***** AVAILABLE DATA *****
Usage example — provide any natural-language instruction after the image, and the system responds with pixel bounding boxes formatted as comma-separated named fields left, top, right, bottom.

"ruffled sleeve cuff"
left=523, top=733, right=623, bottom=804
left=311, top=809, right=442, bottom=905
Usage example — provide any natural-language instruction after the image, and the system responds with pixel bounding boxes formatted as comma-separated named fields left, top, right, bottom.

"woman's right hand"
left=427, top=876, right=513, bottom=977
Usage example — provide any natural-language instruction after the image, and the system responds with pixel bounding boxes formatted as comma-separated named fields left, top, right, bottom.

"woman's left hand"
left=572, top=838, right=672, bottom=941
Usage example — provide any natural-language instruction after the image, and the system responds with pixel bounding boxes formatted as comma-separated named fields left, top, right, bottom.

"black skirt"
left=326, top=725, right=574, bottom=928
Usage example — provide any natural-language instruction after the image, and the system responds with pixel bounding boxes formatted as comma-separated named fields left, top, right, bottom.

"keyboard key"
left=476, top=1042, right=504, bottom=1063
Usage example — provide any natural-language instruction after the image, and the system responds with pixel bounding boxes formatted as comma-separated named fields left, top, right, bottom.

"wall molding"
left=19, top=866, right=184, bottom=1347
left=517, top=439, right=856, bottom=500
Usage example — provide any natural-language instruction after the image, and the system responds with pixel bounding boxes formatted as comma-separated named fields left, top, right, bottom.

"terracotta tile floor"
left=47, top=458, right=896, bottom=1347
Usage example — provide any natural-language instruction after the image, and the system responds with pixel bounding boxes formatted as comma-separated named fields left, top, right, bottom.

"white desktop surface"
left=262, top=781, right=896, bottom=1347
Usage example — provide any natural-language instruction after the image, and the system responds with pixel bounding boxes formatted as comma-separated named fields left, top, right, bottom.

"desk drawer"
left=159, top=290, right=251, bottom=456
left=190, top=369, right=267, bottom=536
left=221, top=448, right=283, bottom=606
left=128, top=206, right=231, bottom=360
*****
Copy the lines again, from the first line up to and including the line with "left=311, top=809, right=442, bottom=905", keeping the requests unchanged. Increase every bounding-box coordinate in the answers by 72.

Usage example — provide any natural-language instruction after the image, and the system responds with pixel bounding boxes formatted as comma-separated named fields left, top, right, bottom.

"ruffled sleeve cuff"
left=595, top=805, right=695, bottom=876
left=383, top=881, right=514, bottom=977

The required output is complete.